§ Given request
Return the lines below as a JSON array of strings with one string per line, beginning at the line containing "Dear assistant, the user would like the asphalt" and continuing through the line containing "[151,196,167,200]", with both of those lines included. Leave out any blank lines, and include no other lines.

------ Provided data ------

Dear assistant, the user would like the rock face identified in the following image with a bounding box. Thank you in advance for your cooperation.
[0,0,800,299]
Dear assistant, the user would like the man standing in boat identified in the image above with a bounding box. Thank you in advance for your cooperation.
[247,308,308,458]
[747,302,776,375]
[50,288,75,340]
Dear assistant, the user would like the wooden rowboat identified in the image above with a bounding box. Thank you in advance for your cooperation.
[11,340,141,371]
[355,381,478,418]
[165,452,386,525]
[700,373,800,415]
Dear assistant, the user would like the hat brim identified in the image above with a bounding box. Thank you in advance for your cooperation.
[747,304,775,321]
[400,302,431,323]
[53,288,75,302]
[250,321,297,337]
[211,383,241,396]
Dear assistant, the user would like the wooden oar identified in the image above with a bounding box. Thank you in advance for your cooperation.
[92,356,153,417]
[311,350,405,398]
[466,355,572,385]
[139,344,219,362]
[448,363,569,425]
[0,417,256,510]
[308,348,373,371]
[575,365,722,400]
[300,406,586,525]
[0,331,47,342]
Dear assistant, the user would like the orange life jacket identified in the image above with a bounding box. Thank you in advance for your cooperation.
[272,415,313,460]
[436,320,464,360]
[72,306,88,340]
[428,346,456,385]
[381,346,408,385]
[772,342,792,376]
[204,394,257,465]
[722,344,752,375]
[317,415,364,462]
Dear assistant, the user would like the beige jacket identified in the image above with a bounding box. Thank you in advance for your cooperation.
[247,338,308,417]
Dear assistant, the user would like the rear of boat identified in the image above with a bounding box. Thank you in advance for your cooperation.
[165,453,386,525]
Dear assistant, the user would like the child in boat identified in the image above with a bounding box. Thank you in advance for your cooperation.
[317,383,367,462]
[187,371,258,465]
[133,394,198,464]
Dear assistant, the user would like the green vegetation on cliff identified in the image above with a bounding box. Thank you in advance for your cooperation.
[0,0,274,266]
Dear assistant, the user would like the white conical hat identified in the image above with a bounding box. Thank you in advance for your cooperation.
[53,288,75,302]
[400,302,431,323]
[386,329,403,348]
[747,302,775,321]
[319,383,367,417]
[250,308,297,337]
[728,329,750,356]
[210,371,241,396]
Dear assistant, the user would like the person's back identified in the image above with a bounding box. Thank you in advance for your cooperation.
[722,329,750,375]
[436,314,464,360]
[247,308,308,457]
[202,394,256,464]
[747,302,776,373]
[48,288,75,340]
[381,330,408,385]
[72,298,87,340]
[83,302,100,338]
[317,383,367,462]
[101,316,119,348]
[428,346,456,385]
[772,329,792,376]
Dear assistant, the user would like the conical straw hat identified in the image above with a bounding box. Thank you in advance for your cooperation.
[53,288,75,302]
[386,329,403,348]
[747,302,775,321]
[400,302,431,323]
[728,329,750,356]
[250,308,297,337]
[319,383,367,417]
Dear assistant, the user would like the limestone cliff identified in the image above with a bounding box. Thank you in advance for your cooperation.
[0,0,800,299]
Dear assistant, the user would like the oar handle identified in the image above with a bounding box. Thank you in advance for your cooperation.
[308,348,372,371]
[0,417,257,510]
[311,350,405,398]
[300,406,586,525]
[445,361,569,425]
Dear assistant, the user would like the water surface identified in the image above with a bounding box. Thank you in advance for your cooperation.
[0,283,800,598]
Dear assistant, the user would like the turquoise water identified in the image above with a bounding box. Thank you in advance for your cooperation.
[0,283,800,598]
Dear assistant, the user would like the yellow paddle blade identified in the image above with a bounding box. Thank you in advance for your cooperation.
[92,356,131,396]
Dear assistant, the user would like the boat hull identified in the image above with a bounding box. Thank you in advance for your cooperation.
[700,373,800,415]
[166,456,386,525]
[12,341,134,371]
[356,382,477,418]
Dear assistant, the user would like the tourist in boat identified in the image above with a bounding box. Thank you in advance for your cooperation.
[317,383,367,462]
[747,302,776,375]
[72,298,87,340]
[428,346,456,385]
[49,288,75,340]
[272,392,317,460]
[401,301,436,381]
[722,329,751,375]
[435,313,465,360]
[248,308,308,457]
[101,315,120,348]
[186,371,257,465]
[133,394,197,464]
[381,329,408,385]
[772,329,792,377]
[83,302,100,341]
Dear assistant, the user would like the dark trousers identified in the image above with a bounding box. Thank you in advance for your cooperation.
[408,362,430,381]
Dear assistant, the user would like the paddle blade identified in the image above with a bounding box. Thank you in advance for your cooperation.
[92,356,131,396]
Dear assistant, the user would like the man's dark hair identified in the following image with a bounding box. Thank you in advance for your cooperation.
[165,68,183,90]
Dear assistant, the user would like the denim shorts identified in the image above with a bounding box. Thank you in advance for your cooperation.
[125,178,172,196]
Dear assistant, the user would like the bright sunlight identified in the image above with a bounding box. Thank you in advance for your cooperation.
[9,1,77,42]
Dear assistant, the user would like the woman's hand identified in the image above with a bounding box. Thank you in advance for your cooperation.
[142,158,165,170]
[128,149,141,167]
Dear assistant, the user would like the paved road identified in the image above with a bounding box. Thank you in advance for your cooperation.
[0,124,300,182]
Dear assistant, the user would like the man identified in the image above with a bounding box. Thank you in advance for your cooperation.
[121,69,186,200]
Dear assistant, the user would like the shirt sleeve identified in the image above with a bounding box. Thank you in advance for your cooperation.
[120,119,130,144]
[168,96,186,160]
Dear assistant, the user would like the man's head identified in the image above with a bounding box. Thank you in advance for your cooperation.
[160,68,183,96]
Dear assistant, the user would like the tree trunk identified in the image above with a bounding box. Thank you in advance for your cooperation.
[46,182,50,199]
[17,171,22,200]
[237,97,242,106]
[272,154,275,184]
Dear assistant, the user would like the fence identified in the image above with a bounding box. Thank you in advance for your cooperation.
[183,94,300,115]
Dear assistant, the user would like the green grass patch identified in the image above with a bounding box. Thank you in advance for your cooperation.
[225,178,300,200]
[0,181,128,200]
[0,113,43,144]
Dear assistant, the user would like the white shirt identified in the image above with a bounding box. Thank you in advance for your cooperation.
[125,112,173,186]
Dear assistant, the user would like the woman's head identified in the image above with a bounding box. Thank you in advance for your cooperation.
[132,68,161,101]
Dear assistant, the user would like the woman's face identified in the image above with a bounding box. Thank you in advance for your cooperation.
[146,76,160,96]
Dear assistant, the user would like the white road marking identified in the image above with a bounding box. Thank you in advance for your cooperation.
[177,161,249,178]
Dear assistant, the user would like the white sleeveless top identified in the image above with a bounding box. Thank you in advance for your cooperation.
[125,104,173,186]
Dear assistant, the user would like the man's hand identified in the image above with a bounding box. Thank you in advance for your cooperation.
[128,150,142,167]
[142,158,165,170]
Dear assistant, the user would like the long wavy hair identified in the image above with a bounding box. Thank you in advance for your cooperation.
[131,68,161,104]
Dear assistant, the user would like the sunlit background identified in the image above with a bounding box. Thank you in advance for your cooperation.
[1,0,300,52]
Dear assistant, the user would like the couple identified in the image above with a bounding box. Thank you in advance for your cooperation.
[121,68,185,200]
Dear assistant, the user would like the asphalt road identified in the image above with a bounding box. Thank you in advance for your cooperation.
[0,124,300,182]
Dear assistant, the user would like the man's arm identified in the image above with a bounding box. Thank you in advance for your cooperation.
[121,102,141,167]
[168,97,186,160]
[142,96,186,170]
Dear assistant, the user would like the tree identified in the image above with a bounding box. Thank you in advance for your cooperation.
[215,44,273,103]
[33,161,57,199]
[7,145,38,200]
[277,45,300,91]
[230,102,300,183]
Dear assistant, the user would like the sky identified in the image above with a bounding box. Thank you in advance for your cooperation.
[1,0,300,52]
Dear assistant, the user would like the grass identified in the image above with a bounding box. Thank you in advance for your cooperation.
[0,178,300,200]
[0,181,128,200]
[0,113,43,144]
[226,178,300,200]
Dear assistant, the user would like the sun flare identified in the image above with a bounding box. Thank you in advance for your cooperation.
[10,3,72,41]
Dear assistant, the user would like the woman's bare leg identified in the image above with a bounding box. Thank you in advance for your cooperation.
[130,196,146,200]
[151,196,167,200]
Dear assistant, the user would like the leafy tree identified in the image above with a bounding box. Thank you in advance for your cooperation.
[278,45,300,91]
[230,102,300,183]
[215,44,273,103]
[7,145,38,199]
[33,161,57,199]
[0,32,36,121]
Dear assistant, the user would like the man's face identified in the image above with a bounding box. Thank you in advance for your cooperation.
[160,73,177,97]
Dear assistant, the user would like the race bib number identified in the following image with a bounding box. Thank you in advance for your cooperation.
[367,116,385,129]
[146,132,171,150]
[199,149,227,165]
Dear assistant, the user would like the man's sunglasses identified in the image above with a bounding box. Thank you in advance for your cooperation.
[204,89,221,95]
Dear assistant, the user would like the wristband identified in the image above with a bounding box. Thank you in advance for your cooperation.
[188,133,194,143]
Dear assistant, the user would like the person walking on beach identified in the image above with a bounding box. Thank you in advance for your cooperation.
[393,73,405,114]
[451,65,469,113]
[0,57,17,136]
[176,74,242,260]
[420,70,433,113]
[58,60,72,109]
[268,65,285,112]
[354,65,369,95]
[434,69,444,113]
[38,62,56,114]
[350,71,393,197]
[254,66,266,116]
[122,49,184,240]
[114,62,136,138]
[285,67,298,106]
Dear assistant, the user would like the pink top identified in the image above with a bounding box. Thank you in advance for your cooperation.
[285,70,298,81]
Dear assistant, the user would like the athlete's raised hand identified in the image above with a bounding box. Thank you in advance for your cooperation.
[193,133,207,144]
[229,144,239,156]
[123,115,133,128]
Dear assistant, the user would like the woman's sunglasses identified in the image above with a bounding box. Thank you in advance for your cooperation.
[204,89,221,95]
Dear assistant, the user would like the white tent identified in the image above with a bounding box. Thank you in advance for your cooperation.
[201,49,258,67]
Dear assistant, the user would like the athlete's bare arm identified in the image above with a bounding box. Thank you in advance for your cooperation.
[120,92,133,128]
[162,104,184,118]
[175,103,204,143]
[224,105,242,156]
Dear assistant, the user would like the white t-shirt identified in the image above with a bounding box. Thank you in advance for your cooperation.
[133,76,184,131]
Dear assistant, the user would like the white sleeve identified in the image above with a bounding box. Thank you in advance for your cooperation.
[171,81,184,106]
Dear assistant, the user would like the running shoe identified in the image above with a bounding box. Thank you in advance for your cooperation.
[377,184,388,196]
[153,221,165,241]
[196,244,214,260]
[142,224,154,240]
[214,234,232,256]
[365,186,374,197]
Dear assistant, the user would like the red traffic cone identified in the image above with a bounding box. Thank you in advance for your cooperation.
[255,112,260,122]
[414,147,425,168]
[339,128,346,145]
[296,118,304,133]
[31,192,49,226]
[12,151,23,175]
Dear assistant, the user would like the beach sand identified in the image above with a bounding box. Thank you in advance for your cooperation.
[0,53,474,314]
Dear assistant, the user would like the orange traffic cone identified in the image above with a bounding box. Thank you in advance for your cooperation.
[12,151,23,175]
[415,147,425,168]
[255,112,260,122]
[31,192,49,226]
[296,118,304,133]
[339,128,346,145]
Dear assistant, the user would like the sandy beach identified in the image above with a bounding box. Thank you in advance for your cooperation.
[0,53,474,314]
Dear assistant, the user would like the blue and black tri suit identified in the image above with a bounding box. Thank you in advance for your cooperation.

------

§ Reply to the task
[
  "Dear assistant, the user would like the asphalt road identified in the image above with a bounding box. Thank you in advance for your cooperation.",
  "[0,124,300,182]",
  "Dear assistant, the user would like the man's arm identified in the image above with a bounding box. Thank you in advance for your cooperation.",
  "[121,102,141,167]",
  "[168,97,186,160]",
  "[142,96,186,170]",
  "Dear assistant, the user would like the tree identified in the image above with a bounding box. Thank you in advance for your cooperation.",
  "[215,44,273,103]",
  "[33,161,57,199]",
  "[7,145,38,200]",
  "[277,45,300,91]",
  "[230,102,300,183]",
  "Dear assistant, the user would like the sky identified in the image above with a bounding box. Thank you in advance for your cooperation.",
  "[1,0,300,52]",
  "Dear assistant, the user would like the grass identified in the image above with a bounding box. Thank you in advance for your cooperation.",
  "[0,178,300,200]",
  "[0,181,128,200]",
  "[0,113,43,144]",
  "[226,178,300,200]",
  "Dear assistant, the user would like the sun flare identified in the image above with a bounding box. Thank you in advance for your cooperation.",
  "[10,3,72,41]",
  "Dear assistant, the user would like the woman's bare leg identified in the image above with a bounding box. Thank you in advance for your cooperation.",
  "[130,196,146,200]",
  "[151,196,167,200]"
]